Große Gesundheitsgefahr Viele Deutsche kennen den Gender Health Gap nicht

Der Gender Health Gap ist in Deutschland weitgehend unbekannt. Dabei stellt er eine reale Gesundheitsgefahr dar.
In Deutschland gibt es nach wie vor große Wissenslücken zum Thema Gender Health Gap. Eine aktuelle Studie des Versicherungskonzerns AXA zeigt, dass 70 Prozent der Befragten nie zuvor von diesem Phänomen gehört haben. Demnach meinten 32 Prozent der Teilnehmer, dass das Geschlecht bei der Behandlung von Krankheiten keine Rolle spiele – unter den befragten Ärztinnen und Ärzten war nur ein Prozent dieser Meinung.

_GEGEBENE ANGABEN_:
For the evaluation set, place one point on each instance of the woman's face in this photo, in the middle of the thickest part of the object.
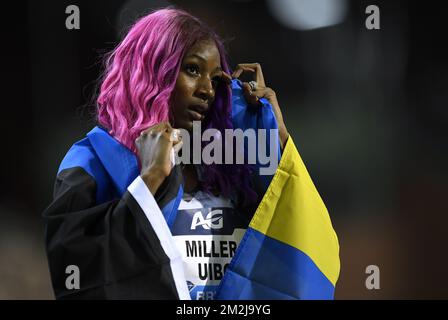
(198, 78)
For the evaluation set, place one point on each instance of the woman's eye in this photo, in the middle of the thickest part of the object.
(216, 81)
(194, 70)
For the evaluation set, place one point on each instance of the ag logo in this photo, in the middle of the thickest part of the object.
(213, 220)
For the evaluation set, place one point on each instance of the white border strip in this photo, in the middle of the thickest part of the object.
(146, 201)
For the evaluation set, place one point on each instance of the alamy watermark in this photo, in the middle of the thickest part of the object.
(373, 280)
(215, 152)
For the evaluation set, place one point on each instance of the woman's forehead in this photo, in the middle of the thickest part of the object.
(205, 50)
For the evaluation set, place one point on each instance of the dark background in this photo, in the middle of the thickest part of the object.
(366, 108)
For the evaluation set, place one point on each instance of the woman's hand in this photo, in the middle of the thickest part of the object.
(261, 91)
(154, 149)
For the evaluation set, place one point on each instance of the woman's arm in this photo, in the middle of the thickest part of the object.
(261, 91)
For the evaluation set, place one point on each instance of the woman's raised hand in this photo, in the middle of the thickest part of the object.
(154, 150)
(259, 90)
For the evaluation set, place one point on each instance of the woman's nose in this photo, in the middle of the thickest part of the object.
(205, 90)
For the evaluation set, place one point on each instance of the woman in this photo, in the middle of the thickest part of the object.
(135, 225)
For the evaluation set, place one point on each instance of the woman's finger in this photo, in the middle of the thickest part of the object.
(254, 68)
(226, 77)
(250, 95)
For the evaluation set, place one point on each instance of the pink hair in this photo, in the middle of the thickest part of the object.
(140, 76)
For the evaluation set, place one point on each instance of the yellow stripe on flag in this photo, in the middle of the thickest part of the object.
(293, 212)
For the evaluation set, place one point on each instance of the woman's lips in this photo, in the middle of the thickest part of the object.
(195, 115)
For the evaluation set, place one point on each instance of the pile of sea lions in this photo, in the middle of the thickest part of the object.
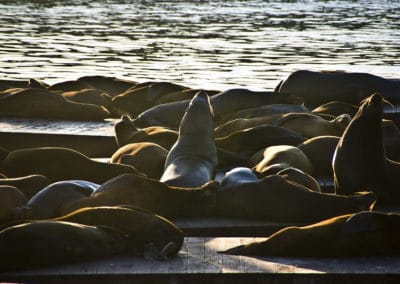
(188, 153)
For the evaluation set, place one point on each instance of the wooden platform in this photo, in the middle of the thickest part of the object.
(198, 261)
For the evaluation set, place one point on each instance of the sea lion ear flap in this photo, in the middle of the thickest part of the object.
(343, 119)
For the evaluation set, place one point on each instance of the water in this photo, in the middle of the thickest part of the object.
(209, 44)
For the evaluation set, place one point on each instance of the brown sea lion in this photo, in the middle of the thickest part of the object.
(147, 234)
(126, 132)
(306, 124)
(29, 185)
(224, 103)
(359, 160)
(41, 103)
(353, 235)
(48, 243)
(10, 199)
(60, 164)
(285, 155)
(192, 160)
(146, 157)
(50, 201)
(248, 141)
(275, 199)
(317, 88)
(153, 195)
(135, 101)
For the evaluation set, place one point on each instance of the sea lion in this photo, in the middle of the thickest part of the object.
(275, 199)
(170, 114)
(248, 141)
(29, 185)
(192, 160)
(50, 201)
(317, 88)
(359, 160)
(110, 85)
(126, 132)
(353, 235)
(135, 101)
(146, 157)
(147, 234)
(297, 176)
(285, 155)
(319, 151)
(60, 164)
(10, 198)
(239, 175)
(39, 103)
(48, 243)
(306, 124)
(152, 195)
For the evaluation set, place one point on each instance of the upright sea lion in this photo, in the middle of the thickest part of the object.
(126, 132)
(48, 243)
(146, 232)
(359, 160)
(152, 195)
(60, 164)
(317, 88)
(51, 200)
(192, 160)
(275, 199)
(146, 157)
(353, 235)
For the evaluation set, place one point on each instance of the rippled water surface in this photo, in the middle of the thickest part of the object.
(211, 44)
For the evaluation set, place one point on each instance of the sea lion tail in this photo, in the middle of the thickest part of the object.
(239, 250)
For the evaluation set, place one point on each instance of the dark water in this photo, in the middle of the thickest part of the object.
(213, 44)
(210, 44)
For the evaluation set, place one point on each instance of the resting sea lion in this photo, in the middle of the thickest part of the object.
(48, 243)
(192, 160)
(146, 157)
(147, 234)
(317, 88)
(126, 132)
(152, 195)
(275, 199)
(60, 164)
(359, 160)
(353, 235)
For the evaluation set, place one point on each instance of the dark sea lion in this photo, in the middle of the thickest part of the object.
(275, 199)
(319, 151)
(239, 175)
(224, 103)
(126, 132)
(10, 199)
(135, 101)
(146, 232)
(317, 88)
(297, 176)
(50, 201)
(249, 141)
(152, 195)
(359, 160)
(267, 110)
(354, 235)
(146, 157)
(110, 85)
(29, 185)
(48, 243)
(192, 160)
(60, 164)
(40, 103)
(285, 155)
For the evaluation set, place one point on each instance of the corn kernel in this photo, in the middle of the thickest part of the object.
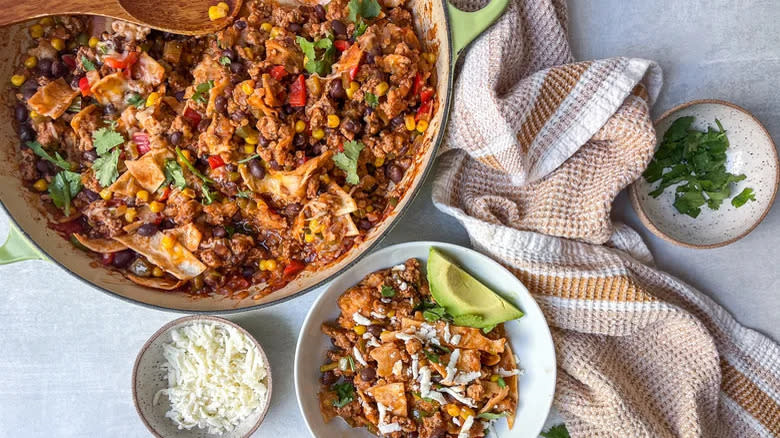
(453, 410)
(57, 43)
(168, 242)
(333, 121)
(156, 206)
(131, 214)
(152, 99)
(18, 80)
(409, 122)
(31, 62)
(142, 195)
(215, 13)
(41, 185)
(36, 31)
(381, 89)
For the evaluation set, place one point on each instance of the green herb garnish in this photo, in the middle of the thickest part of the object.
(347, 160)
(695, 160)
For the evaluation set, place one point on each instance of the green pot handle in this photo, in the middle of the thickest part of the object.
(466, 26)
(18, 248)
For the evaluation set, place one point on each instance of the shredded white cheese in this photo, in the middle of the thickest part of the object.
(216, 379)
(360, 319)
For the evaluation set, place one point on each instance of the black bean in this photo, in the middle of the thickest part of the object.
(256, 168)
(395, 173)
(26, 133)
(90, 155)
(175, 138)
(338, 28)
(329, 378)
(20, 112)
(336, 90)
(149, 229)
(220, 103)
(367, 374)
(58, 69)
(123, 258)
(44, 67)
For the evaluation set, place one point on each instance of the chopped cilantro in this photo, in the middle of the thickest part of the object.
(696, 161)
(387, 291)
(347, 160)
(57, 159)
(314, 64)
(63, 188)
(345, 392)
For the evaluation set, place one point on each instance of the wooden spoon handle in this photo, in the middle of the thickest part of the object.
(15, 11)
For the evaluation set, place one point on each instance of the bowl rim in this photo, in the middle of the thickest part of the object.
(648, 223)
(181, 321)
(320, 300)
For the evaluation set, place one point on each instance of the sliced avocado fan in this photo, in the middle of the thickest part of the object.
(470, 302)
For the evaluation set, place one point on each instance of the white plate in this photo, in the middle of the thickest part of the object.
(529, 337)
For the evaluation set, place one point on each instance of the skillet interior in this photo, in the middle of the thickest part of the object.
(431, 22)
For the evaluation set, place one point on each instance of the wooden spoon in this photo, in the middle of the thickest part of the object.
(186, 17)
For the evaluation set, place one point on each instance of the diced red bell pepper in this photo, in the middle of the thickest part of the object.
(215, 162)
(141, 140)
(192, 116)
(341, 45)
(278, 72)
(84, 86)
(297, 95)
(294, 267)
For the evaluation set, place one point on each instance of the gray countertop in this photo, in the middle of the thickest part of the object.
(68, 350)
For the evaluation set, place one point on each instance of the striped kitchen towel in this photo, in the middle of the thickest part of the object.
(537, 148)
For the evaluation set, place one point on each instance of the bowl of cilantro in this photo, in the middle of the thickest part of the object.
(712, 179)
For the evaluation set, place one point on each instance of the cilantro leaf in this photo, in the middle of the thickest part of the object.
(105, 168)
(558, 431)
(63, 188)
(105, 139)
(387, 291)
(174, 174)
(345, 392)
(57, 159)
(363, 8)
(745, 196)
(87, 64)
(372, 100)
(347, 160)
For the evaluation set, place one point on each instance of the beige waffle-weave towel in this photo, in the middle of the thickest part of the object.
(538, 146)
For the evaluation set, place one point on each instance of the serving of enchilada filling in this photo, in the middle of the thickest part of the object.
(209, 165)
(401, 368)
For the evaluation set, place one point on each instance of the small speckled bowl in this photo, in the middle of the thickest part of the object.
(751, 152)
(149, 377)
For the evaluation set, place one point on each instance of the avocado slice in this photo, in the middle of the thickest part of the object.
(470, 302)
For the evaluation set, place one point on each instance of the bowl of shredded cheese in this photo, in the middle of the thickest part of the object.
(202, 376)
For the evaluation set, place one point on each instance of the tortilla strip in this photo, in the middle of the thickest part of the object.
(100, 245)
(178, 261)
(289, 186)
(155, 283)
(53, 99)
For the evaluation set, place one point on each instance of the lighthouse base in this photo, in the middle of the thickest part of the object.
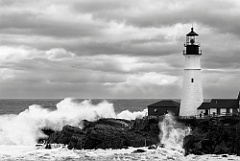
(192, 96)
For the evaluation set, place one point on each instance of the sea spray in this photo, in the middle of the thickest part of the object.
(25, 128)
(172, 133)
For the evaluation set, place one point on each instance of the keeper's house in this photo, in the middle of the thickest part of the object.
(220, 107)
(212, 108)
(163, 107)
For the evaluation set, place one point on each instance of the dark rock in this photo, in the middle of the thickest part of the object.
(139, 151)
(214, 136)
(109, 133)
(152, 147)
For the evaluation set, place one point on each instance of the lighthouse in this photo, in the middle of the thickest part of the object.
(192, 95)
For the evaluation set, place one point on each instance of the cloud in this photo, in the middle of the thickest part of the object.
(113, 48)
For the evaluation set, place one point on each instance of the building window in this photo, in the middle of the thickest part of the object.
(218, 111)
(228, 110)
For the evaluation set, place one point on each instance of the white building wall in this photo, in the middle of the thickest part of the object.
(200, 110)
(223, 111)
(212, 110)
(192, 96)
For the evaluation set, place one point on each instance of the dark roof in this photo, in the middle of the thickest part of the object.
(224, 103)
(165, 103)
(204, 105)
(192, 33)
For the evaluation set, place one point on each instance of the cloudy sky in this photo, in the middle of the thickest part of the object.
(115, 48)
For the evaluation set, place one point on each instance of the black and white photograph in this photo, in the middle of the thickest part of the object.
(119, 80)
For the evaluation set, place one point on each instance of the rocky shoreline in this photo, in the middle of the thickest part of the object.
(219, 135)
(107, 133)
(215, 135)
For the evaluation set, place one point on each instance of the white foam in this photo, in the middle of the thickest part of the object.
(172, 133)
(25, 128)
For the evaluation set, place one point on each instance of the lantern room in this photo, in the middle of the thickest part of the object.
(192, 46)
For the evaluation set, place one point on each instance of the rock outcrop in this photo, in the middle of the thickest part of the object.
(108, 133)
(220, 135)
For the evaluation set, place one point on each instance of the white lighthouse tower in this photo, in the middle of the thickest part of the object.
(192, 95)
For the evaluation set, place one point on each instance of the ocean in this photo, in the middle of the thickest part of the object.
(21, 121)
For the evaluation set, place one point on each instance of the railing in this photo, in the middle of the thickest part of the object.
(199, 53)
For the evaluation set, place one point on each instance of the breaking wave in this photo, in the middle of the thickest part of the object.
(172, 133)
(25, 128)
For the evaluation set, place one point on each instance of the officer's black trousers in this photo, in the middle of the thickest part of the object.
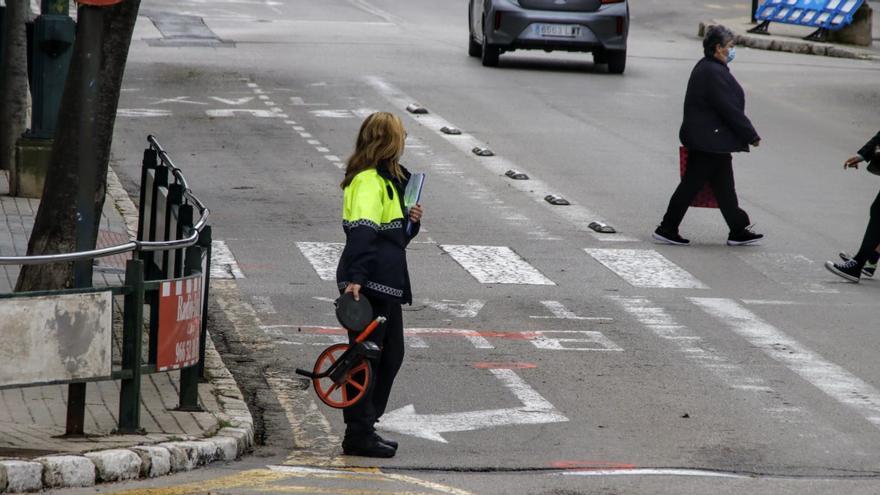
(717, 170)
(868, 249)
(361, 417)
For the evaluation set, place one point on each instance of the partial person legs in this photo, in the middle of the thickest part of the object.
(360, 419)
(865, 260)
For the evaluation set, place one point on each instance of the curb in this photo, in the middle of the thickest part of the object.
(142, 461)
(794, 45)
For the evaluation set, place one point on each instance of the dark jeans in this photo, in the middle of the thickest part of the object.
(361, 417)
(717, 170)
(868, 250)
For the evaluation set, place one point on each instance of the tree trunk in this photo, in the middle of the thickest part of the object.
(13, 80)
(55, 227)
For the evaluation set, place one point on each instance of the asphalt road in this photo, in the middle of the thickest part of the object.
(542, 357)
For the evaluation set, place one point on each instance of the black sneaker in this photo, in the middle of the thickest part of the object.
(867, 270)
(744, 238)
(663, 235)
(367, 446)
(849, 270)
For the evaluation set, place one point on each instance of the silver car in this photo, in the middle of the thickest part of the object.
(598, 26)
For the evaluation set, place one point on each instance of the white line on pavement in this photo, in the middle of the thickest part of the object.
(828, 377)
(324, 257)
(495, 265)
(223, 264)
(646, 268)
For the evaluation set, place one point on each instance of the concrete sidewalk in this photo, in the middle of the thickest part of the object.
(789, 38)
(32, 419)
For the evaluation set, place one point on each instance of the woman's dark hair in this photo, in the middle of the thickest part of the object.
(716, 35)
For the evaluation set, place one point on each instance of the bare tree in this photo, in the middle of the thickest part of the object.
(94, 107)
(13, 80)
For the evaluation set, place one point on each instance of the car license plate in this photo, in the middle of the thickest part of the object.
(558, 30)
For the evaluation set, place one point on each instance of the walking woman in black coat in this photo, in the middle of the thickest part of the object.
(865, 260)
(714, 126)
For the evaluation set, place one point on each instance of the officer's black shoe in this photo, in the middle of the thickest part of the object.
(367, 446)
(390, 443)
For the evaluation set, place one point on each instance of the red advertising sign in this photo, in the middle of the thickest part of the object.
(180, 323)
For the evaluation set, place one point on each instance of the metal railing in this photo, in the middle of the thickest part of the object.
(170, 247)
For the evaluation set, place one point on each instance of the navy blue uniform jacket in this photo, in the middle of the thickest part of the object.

_AUFGABENSTELLUNG_: Wiederhole den Text über den Gender Health Gap vollständig und Wort für Wort.

_GELÖSTE AUFGABE_:
Große Gesundheitsgefahr Viele Deutsche kennen den Gender Health Gap nicht

Der Gender Health Gap ist in Deutschland weitgehend unbekannt. Dabei stellt er eine reale Gesundheitsgefahr dar.
In Deutschland gibt es nach wie vor große Wissenslücken zum Thema Gender Health Gap. Eine aktuelle Studie des Versicherungskonzerns AXA zeigt, dass 70 Prozent der Befragten nie zuvor von diesem Phänomen gehört haben. Demnach meinten 32 Prozent der Teilnehmer, dass das Geschlecht bei der Behandlung von Krankheiten keine Rolle spiele – unter den befragten Ärztinnen und Ärzten war nur ein Prozent dieser Meinung.